# Task prompt
Below is a listing; write it out exactly and drop any images from it.

# Records for processing
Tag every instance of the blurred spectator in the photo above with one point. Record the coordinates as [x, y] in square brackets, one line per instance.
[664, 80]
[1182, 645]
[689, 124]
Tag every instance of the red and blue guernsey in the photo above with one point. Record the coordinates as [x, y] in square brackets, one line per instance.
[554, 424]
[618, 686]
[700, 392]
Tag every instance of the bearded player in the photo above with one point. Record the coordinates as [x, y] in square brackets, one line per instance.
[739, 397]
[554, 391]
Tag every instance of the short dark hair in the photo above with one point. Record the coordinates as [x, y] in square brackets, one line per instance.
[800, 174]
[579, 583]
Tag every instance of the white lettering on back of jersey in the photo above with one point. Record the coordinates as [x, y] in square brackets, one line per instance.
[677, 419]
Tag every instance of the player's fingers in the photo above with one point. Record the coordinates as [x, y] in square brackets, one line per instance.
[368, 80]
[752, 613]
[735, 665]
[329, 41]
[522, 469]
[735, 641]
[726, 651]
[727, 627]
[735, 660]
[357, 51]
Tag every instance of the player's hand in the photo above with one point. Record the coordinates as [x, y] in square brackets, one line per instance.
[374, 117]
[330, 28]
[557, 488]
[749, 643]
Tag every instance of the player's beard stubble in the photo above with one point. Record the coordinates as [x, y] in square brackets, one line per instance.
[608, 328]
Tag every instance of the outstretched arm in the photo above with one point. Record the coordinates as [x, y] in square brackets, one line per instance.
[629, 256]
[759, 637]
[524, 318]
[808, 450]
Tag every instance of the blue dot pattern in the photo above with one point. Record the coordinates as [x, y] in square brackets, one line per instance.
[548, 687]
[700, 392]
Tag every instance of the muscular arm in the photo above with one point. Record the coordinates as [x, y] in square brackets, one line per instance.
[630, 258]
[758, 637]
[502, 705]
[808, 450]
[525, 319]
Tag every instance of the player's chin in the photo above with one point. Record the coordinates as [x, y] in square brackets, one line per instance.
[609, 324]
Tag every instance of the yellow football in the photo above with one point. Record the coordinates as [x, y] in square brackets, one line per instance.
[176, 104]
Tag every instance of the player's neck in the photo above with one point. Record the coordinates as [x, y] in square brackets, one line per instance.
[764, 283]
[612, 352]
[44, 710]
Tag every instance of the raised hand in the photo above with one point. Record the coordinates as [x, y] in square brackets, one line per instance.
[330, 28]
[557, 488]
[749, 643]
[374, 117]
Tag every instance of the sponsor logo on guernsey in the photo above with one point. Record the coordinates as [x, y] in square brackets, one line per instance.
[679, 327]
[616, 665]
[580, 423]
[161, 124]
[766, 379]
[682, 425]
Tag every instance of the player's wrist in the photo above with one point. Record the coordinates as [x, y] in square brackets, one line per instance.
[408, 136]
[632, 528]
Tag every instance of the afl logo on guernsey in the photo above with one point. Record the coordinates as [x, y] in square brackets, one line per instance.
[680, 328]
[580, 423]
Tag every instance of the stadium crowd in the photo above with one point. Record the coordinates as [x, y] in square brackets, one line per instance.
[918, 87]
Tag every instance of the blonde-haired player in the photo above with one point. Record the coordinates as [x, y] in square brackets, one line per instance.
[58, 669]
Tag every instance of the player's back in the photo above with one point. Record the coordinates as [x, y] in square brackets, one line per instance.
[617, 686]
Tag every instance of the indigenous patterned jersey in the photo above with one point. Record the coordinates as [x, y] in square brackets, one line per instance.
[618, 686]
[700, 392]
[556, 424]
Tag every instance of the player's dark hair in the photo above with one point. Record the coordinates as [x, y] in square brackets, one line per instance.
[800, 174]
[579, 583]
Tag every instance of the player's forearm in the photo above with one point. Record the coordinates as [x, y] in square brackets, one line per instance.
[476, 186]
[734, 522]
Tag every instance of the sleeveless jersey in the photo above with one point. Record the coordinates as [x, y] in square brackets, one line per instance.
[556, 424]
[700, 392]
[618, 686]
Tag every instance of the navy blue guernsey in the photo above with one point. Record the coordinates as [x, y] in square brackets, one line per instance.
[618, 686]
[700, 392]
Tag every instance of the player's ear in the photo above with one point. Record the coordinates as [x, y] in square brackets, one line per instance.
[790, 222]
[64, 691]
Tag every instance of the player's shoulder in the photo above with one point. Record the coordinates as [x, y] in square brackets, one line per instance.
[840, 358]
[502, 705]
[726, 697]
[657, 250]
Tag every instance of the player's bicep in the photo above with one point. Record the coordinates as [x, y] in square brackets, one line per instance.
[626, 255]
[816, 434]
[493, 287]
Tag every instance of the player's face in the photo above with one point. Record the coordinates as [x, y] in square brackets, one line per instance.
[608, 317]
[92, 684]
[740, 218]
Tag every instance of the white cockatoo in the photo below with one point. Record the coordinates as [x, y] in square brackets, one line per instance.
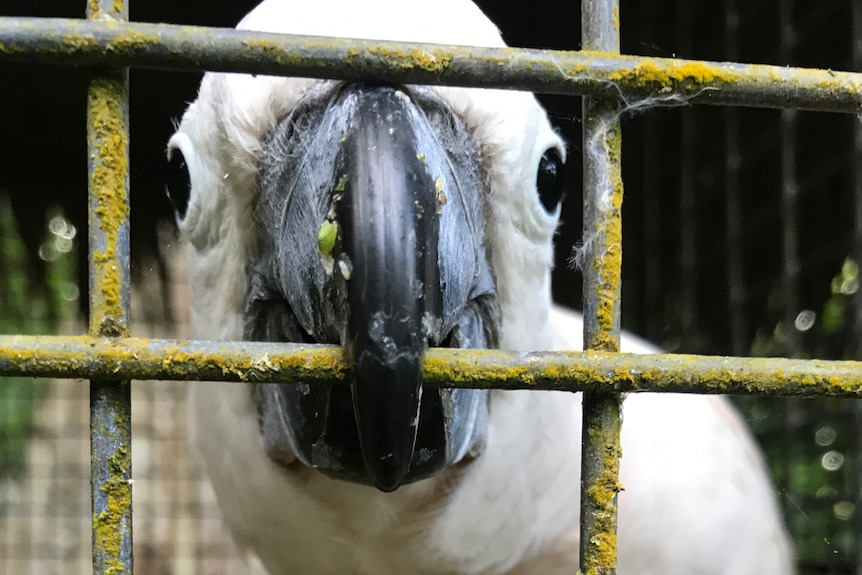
[386, 219]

# Response for this exercise
Tag every instance of the blurred spectator in the photo above with one point. Record the coordinates as [x, y] in square brackets, one line per instance.
[664, 80]
[1182, 645]
[689, 124]
Tag every instance of the red and blue guernsey in the photo above with one point. Record the coordinates as [x, y] in square brackets, one line per instance.
[554, 424]
[618, 686]
[700, 392]
Tag every instance of the bearded player in the photo above with one point. Record the coordinates as [x, y] in square brackets, one line per instance.
[739, 397]
[554, 391]
Tag every instance of the short dark hair in the photo above with one point. Record the coordinates as [x, y] in square brackets, one line per instance.
[800, 174]
[579, 583]
Tag every instance of the white lettering on back of jersey in the photo above with one point. Record the coordinates as [x, y] in square brackets, one line per instance.
[677, 419]
Tag every instance of the player's fingers in the photo above with one point. Record the coordinates as [x, y] in square brackets, one line per instance.
[368, 80]
[752, 613]
[735, 665]
[329, 41]
[522, 469]
[735, 641]
[726, 651]
[727, 627]
[735, 660]
[357, 51]
Tag every instance of the player's hand in the photo above with one point. Record the coordinates as [x, y] in square brackets, one line per instance.
[374, 117]
[330, 28]
[557, 488]
[749, 643]
Tag every instance of the player's beard stubble in the photo above with one point. Record the coordinates as [x, y] in square brackets, one line per instance.
[608, 328]
Tag every instance of the outstretched arm in the photo above with one point. Record the coordinates as [x, y] in square brackets, one line per instance.
[629, 256]
[759, 637]
[524, 318]
[808, 450]
Tag every instance of the blue dot pattern in the photo above with one point. Record the coordinates as [x, y] in square brackets, one line per instance.
[548, 687]
[700, 392]
Tag every instance of the muscular arm in the photo above with one point. Record the coordinates as [x, y] in square brackets, one line per instance.
[630, 258]
[758, 637]
[502, 705]
[808, 450]
[525, 319]
Tag every instance of the player's chin in the photo above with one point. Record the coordinates as [x, y] in square brackets, one line per instance.
[609, 324]
Tag every instance of the yellow football in the photo above with one point. Record the coordinates as [x, y] in square brackets, one line per instance.
[176, 104]
Tag every instance of the player's neck in the photo above with one point. Record the coordinates as [x, y] in square brackets, one line per instance.
[764, 283]
[612, 352]
[44, 710]
Tag every instance of the raised hand in the photo above with one point. Record the coordinates as [x, y] in square brackets, one line per instance.
[330, 28]
[557, 488]
[749, 643]
[374, 117]
Tag every instance of the sponsor logo on guernsey in the photo above with one point. Record the coordinates as [x, y] in square brackets, one line per instance.
[679, 327]
[616, 665]
[580, 423]
[161, 124]
[766, 379]
[682, 425]
Tag every instance of the player's wrist in the photo above with one point. Record the coordinates as [x, y] in square brackets, one line per instance.
[408, 136]
[632, 528]
Tag every instance of the afl logo on guernsey in the photo above with one point. Record the coordinates as [x, y] in square brackets, one line per instance.
[680, 328]
[580, 423]
Tag every instance of the stadium crowd in the photo above with one point. Record the coordinates as [x, y] in square brackets, one line per instance.
[918, 87]
Tag every instance of the blonde-haired player in the photo above with one point. Record the coordinates as [x, y] in square brackets, one line per instance.
[58, 669]
Tag every instance of the player's back in the photo above with one point. Record the coordinates as [x, y] in square brackets, one line per instance.
[617, 686]
Tag every instance of the indigenous patterned jersey in the photo above with one point. Record the coordinates as [x, y] in square brackets, one line per instance.
[618, 686]
[700, 392]
[556, 424]
Tag every instance of the player's dark hair in the photo above with one point. Record the coordinates as [x, y] in square brackets, one line per instance.
[800, 174]
[579, 583]
Tag every instance of the player's forearm in the photo above with one point. Record the coordinates as [x, y] in square brackets, one line per instance.
[476, 186]
[734, 522]
Tag every instance of the sleeveless jersey in the photo above with one point. Record the coordinates as [x, y] in square brackets, one line per instance.
[556, 424]
[700, 392]
[618, 686]
Tag every instance of the navy blue guernsey in the photo above with one point. Record the coordinates as [x, y] in square brackets, one line per instance.
[618, 686]
[700, 392]
Tag every instance of the player's ear in the photo above with one point. Record the coordinates as [x, y] in square brackets, one line per instance.
[790, 222]
[64, 691]
Tag every instance of the player's shoulder in the photo above with one point. Record the coordinates as [x, y] in square brackets, one line per instance.
[840, 358]
[502, 705]
[726, 697]
[657, 250]
Tag every instance of the player's bicep in the photo above with one point. Record the coordinates as [x, y] in square brackets, one line per instance.
[626, 255]
[816, 434]
[493, 287]
Tag every instance of the player's face in the photo above with one point. Record the coordinates as [x, y] in square brackets, one line per instance.
[608, 317]
[92, 684]
[740, 218]
Tag every instance of the white cockatoo in the photo below with one point. Record the coordinates as [x, y] in square brackets, one line per instance.
[386, 219]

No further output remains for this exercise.